- The exercise -
Pick out every line in the rows below that contains the word "chrome", and copy each of those lines.

- The data -
★ ★ ★ ★ ★
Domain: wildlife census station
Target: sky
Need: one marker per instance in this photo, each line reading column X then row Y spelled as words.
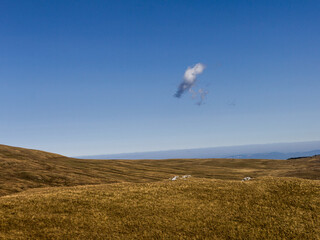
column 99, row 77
★ ★ ★ ★ ★
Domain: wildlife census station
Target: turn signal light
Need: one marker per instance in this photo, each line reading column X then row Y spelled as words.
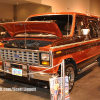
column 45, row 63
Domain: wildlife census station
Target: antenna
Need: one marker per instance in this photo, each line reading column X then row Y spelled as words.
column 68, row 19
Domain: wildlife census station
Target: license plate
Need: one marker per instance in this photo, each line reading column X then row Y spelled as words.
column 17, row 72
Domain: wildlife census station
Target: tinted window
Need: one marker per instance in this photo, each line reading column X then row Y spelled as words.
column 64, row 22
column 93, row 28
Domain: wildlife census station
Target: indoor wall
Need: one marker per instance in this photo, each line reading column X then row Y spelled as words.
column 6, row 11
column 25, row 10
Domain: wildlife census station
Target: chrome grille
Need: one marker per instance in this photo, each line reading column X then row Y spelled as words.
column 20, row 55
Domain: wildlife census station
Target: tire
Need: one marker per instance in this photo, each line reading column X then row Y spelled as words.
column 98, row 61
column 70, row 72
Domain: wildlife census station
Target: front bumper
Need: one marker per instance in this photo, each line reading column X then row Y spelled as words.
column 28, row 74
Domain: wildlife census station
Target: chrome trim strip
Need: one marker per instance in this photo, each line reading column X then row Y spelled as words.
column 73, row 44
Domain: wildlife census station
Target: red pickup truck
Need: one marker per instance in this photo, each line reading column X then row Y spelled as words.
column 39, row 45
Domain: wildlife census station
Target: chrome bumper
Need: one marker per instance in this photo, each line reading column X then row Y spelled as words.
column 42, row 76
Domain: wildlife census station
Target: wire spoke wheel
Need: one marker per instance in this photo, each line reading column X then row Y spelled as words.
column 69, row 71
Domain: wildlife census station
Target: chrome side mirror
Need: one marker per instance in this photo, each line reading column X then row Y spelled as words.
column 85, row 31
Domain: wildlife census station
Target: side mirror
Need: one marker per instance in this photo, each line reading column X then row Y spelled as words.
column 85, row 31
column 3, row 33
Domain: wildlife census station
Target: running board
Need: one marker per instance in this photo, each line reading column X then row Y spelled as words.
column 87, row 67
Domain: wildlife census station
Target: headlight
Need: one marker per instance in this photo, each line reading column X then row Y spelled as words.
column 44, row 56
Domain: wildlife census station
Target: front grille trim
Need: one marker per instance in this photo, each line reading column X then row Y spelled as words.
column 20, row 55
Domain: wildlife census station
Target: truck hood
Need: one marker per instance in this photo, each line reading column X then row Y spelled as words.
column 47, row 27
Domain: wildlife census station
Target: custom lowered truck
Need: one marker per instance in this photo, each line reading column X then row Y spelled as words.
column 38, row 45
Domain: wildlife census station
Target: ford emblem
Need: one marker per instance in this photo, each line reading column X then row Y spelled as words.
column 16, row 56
★ ★ ★ ★ ★
- Correct answer -
Target: chrome grille
Target: chrome trim strip
Target: chrome bumper
Target: chrome side mirror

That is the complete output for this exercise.